* [PROBLEM TO WORK ON]
Copy the listing below line for line, keeping every character unchanged.

* [MATERIALS PROVIDED]
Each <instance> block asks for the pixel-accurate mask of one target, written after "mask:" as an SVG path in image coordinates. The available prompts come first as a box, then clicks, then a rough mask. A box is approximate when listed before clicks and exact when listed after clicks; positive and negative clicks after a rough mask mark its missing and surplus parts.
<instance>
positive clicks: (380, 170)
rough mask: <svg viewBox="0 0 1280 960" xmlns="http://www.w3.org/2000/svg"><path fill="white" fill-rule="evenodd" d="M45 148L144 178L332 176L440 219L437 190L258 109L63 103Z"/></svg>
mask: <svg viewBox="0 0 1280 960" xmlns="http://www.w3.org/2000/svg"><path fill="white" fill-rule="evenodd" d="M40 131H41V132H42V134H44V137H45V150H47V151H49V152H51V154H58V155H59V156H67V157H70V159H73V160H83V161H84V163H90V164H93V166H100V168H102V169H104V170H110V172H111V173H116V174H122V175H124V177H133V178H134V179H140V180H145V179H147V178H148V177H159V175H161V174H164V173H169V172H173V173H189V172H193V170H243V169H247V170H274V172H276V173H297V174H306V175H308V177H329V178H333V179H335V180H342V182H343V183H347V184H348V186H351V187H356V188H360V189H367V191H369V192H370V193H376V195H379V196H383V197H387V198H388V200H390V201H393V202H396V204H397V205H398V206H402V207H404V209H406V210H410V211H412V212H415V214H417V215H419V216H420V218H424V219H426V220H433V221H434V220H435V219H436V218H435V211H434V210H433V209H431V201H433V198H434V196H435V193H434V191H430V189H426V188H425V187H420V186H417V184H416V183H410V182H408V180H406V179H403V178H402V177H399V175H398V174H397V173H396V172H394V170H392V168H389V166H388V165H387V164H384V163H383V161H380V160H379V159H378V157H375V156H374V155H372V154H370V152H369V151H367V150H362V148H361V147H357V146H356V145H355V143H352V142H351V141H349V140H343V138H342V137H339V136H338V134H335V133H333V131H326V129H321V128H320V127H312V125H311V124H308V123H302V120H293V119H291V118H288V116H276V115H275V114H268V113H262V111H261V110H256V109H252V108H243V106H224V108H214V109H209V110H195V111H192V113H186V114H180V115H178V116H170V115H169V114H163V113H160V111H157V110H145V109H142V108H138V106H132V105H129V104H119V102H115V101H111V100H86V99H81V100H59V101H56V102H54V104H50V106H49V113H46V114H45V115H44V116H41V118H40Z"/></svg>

* [SOLUTION BELOW]
Each <instance> block asks for the pixel-accurate mask of one target, written after "mask:" as an SVG path in image coordinates. The available prompts come first as a box, then clicks, then a rough mask. A box is approximate when listed before clicks and exact when listed after clicks; positive and negative clicks after a rough mask mark its missing and surplus parts.
<instance>
positive clicks: (380, 170)
rough mask: <svg viewBox="0 0 1280 960" xmlns="http://www.w3.org/2000/svg"><path fill="white" fill-rule="evenodd" d="M45 148L144 178L332 176L440 219L437 190L258 109L63 103Z"/></svg>
mask: <svg viewBox="0 0 1280 960" xmlns="http://www.w3.org/2000/svg"><path fill="white" fill-rule="evenodd" d="M40 131H41V132H42V134H44V137H45V150H47V151H49V152H51V154H58V155H59V156H67V157H70V159H73V160H83V161H84V163H90V164H93V166H100V168H102V169H104V170H110V172H111V173H116V174H122V175H124V177H133V178H134V179H140V180H145V179H147V178H148V177H159V175H161V174H164V173H169V172H173V173H189V172H193V170H243V169H247V170H274V172H276V173H297V174H306V175H308V177H329V178H333V179H335V180H342V182H343V183H347V184H348V186H351V187H356V188H360V189H367V191H369V192H370V193H376V195H379V196H383V197H387V198H388V200H390V201H393V202H396V204H397V205H398V206H402V207H404V209H406V210H410V211H412V212H415V214H417V215H419V216H420V218H424V219H426V220H433V221H434V220H435V219H436V218H435V211H434V210H433V209H431V201H433V198H434V196H435V193H434V191H430V189H426V188H425V187H420V186H417V184H416V183H410V182H408V180H406V179H403V178H402V177H399V175H398V174H397V173H396V172H394V170H392V168H389V166H388V165H387V164H384V163H383V161H380V160H379V159H378V157H375V156H374V155H372V154H370V152H369V151H367V150H362V148H361V147H357V146H356V145H355V143H352V142H351V141H349V140H343V138H342V137H339V136H338V134H335V133H333V131H326V129H321V128H320V127H312V125H311V124H308V123H302V120H293V119H291V118H288V116H276V115H275V114H268V113H262V111H261V110H256V109H252V108H243V106H224V108H214V109H209V110H195V111H192V113H186V114H180V115H178V116H170V115H169V114H163V113H160V111H157V110H145V109H142V108H138V106H132V105H129V104H119V102H115V101H111V100H86V99H81V100H59V101H56V102H54V104H50V106H49V113H46V114H45V115H44V116H41V118H40Z"/></svg>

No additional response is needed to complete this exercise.